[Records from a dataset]

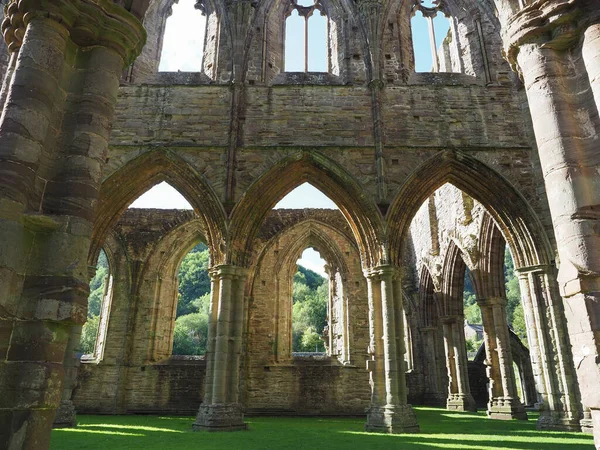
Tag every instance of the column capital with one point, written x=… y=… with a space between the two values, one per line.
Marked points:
x=556 y=24
x=228 y=271
x=457 y=318
x=89 y=23
x=384 y=270
x=491 y=301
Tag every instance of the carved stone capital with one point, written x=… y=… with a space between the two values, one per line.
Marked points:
x=556 y=24
x=89 y=23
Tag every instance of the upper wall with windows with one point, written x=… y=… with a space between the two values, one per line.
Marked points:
x=319 y=42
x=181 y=45
x=442 y=37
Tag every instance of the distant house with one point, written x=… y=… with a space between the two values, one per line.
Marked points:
x=473 y=331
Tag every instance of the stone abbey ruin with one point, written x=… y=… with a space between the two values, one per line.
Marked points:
x=434 y=173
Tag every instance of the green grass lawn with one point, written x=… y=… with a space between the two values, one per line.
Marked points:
x=440 y=429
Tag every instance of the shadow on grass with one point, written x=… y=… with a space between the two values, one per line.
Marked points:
x=440 y=429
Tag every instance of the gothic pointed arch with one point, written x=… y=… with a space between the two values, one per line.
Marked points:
x=453 y=280
x=514 y=216
x=313 y=237
x=488 y=278
x=326 y=175
x=429 y=310
x=139 y=175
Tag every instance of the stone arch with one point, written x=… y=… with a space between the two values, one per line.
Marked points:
x=140 y=174
x=429 y=304
x=513 y=215
x=488 y=278
x=363 y=216
x=165 y=260
x=453 y=280
x=280 y=262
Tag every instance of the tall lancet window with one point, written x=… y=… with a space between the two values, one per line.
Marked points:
x=433 y=37
x=183 y=39
x=306 y=37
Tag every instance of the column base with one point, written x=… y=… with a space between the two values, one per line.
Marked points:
x=434 y=399
x=391 y=419
x=461 y=402
x=506 y=409
x=557 y=422
x=220 y=417
x=66 y=416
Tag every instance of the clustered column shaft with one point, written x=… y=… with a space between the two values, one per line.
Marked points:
x=47 y=221
x=220 y=409
x=503 y=399
x=459 y=392
x=389 y=411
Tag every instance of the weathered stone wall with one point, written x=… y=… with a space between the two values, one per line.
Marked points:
x=137 y=372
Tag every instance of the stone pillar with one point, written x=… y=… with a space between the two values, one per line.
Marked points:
x=435 y=394
x=220 y=410
x=389 y=411
x=459 y=391
x=503 y=402
x=553 y=371
x=65 y=414
x=555 y=47
x=53 y=138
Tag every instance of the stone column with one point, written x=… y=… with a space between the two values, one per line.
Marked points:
x=220 y=410
x=434 y=389
x=389 y=411
x=553 y=371
x=459 y=391
x=53 y=139
x=554 y=45
x=503 y=402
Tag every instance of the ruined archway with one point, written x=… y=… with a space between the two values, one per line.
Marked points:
x=140 y=174
x=511 y=212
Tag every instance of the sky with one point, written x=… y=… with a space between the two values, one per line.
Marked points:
x=183 y=50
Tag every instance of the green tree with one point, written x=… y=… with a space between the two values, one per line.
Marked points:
x=97 y=286
x=190 y=335
x=309 y=311
x=87 y=343
x=194 y=281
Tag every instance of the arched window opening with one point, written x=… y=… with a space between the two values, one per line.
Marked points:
x=190 y=330
x=311 y=305
x=183 y=38
x=514 y=306
x=306 y=37
x=473 y=321
x=93 y=333
x=161 y=196
x=434 y=46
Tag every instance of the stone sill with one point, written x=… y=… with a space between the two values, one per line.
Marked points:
x=444 y=79
x=306 y=78
x=179 y=79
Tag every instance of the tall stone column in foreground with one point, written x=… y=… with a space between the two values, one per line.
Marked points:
x=220 y=409
x=54 y=129
x=389 y=411
x=555 y=46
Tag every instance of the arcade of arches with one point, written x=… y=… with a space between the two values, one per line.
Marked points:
x=433 y=172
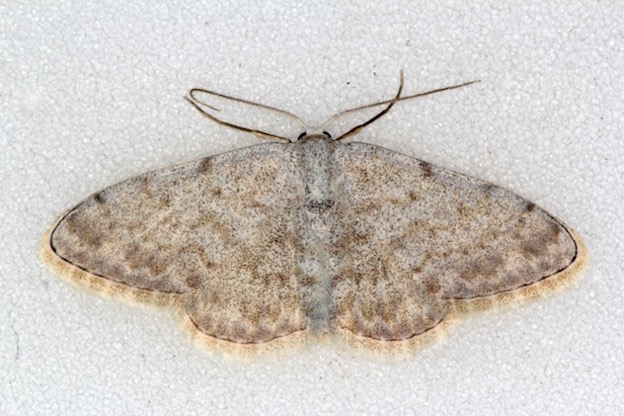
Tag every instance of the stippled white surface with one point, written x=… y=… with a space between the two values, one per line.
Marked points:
x=92 y=95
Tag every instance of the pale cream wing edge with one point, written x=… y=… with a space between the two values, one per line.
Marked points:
x=131 y=295
x=397 y=350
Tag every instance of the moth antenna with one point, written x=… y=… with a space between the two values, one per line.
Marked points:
x=390 y=103
x=196 y=102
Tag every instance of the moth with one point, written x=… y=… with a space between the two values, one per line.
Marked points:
x=311 y=238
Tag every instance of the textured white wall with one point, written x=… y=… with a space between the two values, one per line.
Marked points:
x=91 y=95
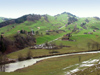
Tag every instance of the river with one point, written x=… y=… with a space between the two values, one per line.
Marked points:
x=11 y=67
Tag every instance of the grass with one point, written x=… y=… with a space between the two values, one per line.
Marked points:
x=53 y=66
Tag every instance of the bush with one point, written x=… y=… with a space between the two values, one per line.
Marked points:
x=20 y=57
x=29 y=55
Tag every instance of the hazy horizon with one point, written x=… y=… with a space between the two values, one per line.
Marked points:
x=80 y=8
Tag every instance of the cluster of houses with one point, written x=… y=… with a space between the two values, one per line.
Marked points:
x=43 y=46
x=25 y=32
x=66 y=37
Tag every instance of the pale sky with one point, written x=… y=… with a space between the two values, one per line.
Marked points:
x=18 y=8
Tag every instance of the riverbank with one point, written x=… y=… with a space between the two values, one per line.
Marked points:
x=52 y=66
x=35 y=57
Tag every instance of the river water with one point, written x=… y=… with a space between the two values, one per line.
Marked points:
x=11 y=67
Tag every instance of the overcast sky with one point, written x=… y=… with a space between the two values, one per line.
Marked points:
x=80 y=8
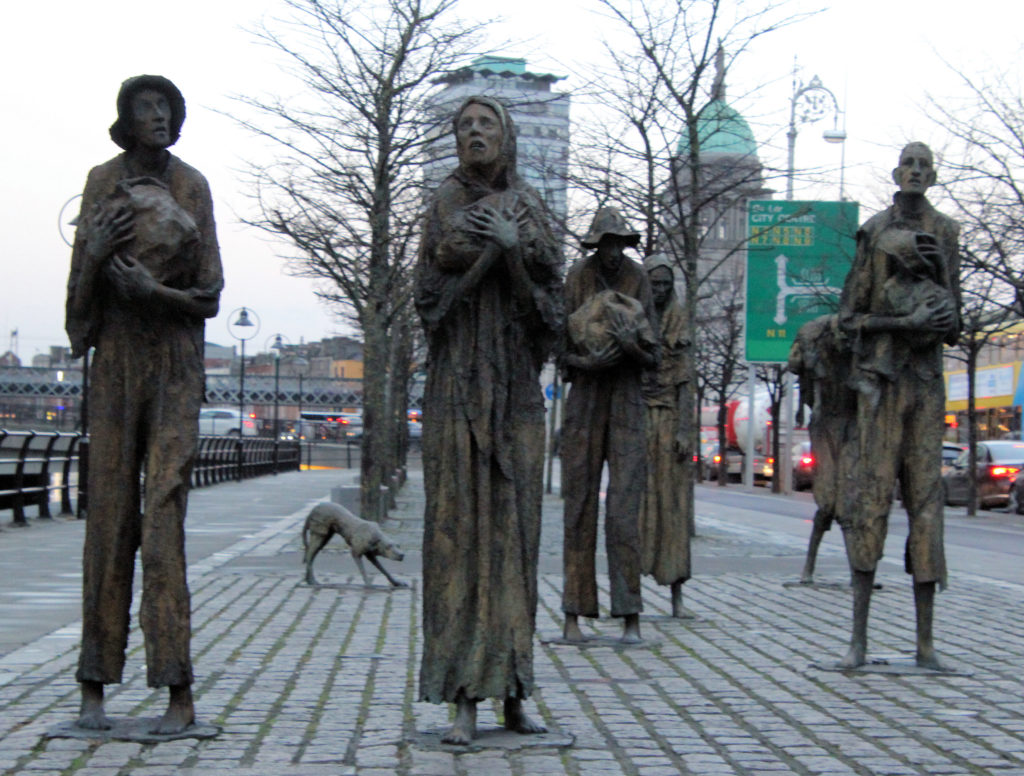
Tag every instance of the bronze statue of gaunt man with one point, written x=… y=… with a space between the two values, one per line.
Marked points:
x=489 y=293
x=667 y=507
x=899 y=304
x=144 y=274
x=610 y=341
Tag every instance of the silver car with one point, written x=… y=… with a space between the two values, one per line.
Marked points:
x=216 y=421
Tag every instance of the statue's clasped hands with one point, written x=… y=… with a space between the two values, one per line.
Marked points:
x=130 y=277
x=500 y=226
x=111 y=229
x=934 y=315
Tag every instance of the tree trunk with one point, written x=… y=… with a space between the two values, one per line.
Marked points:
x=375 y=427
x=723 y=442
x=972 y=432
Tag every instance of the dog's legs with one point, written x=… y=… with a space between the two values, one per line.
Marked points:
x=394 y=583
x=316 y=543
x=363 y=570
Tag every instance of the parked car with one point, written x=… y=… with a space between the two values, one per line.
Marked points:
x=415 y=433
x=803 y=467
x=351 y=425
x=216 y=421
x=999 y=463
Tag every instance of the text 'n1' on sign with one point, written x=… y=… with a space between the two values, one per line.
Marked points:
x=798 y=256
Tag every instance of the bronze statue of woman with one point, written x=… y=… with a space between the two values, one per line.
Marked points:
x=489 y=293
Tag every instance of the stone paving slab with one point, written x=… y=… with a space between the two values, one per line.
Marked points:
x=308 y=681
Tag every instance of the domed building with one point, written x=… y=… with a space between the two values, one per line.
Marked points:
x=729 y=174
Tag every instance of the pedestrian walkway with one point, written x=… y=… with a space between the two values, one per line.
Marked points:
x=309 y=681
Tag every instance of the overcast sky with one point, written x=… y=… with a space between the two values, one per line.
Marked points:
x=64 y=61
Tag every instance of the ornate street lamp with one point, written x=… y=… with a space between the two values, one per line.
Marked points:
x=810 y=102
x=243 y=328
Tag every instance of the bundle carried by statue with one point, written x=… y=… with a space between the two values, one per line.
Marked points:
x=590 y=327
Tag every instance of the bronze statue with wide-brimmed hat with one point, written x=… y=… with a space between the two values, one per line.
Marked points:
x=144 y=274
x=609 y=341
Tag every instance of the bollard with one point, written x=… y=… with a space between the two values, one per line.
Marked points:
x=382 y=503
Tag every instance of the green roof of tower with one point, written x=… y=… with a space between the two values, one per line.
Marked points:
x=721 y=130
x=500 y=65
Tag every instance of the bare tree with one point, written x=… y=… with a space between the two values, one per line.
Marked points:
x=664 y=100
x=345 y=184
x=987 y=310
x=719 y=349
x=982 y=176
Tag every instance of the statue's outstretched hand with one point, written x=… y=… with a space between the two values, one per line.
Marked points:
x=500 y=226
x=111 y=229
x=131 y=278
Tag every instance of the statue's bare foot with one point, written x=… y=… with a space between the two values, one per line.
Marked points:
x=677 y=600
x=631 y=630
x=91 y=715
x=517 y=721
x=855 y=657
x=464 y=729
x=180 y=712
x=572 y=632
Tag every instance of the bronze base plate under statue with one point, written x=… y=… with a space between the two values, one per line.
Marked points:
x=614 y=642
x=687 y=614
x=491 y=738
x=896 y=665
x=355 y=587
x=825 y=585
x=138 y=729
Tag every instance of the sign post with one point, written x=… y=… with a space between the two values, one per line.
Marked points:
x=798 y=256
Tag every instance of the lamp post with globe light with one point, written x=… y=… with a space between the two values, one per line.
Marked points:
x=243 y=328
x=276 y=347
x=811 y=102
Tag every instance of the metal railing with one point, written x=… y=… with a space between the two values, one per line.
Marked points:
x=230 y=458
x=39 y=468
x=33 y=466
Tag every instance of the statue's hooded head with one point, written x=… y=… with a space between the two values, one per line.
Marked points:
x=477 y=142
x=121 y=130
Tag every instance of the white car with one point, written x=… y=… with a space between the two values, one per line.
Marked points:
x=224 y=422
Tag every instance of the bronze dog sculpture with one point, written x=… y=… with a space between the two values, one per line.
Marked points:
x=364 y=537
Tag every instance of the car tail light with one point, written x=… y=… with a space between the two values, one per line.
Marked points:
x=1004 y=471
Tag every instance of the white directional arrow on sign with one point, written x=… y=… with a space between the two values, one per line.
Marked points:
x=798 y=290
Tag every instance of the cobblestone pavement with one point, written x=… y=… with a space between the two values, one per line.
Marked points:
x=309 y=681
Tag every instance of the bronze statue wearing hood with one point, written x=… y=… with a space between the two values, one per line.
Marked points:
x=488 y=291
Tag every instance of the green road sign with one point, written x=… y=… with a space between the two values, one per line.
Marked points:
x=798 y=256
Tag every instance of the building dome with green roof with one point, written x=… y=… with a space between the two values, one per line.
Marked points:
x=722 y=131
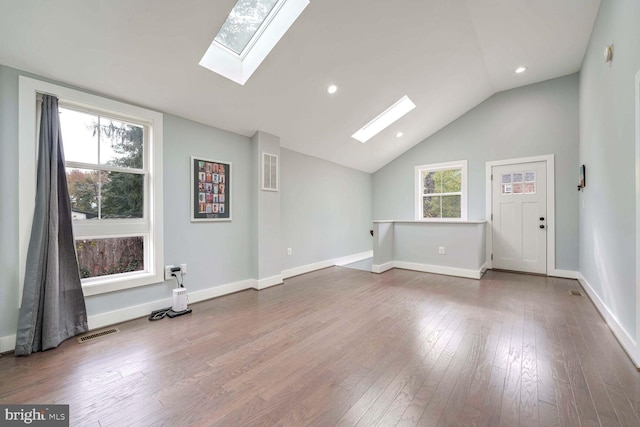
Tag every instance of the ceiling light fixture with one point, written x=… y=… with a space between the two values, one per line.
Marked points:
x=384 y=119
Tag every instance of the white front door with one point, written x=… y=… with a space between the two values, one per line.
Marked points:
x=519 y=212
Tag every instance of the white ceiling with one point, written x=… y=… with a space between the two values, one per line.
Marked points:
x=446 y=55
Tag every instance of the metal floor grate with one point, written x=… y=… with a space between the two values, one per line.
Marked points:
x=95 y=335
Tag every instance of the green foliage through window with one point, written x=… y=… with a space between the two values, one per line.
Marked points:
x=441 y=193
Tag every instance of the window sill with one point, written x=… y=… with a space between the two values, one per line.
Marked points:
x=103 y=285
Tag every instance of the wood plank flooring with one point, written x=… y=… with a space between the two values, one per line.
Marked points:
x=350 y=348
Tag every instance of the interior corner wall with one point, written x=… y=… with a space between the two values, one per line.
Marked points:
x=326 y=210
x=532 y=120
x=9 y=197
x=607 y=149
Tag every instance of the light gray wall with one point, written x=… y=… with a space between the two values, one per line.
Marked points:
x=326 y=210
x=216 y=253
x=532 y=120
x=419 y=243
x=607 y=149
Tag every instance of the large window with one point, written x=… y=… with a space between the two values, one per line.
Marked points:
x=113 y=159
x=441 y=191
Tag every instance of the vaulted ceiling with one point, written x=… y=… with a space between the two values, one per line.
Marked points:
x=446 y=55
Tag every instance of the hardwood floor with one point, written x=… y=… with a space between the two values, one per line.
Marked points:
x=346 y=347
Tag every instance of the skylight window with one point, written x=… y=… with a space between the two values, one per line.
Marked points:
x=251 y=31
x=243 y=22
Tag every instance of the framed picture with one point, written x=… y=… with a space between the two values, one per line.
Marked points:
x=210 y=190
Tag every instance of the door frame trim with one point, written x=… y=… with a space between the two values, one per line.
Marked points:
x=549 y=159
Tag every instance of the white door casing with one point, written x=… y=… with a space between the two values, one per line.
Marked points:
x=519 y=217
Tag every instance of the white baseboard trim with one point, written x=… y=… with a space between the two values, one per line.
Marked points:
x=350 y=259
x=565 y=274
x=7 y=343
x=437 y=269
x=340 y=261
x=627 y=342
x=303 y=269
x=118 y=316
x=218 y=291
x=381 y=268
x=268 y=282
x=102 y=320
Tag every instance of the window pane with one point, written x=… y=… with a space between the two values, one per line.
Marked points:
x=83 y=192
x=79 y=136
x=452 y=181
x=100 y=194
x=431 y=206
x=100 y=257
x=243 y=22
x=122 y=195
x=451 y=207
x=429 y=182
x=121 y=143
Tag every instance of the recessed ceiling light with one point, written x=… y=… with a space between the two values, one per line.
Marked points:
x=384 y=119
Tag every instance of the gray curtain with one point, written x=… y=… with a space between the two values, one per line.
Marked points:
x=53 y=307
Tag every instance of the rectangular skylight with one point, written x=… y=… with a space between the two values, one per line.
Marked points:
x=243 y=22
x=384 y=119
x=251 y=31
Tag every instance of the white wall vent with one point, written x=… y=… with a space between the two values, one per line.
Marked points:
x=269 y=172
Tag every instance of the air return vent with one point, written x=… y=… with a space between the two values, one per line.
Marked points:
x=269 y=172
x=97 y=334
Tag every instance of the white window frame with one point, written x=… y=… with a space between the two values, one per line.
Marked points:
x=152 y=221
x=460 y=164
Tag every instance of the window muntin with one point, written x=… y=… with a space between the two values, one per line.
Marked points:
x=441 y=191
x=242 y=24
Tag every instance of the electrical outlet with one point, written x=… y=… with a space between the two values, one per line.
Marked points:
x=167 y=272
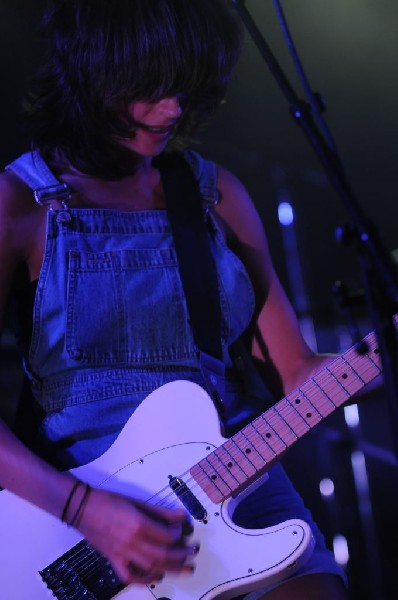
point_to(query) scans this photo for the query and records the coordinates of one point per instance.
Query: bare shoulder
(15, 197)
(238, 211)
(20, 216)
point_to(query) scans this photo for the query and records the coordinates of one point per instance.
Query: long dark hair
(105, 54)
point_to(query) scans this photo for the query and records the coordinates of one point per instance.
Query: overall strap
(197, 266)
(33, 170)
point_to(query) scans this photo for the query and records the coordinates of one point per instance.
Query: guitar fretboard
(249, 453)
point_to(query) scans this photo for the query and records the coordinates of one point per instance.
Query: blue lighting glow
(285, 214)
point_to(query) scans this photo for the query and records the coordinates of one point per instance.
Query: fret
(318, 398)
(331, 386)
(214, 477)
(231, 464)
(240, 457)
(278, 424)
(307, 411)
(249, 450)
(203, 477)
(259, 443)
(364, 366)
(292, 417)
(269, 434)
(222, 472)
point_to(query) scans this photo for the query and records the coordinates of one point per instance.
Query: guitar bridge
(82, 573)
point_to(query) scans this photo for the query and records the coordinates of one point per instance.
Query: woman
(124, 80)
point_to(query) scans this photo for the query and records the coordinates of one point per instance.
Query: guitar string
(199, 483)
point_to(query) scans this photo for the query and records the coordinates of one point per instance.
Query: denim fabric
(110, 321)
(110, 325)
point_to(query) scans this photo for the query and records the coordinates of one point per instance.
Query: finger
(161, 558)
(163, 513)
(157, 533)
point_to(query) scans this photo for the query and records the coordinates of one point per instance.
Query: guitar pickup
(188, 499)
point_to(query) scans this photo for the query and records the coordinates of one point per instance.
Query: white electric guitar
(171, 453)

Problem details — When you reach the line containing "Tag every instance of the bronze base" in the data above, start copying exactly, and stop after the line containing "Tag every instance of the sign".

Response below —
Tag every instance of the bronze base plate under statue with one point, written x=… y=… with a space between the two values, one per line.
Marked points:
x=614 y=642
x=687 y=614
x=491 y=738
x=896 y=665
x=355 y=587
x=825 y=585
x=138 y=729
Tag every instance of the sign post with one point, written x=… y=… with a space between the two values, one per line.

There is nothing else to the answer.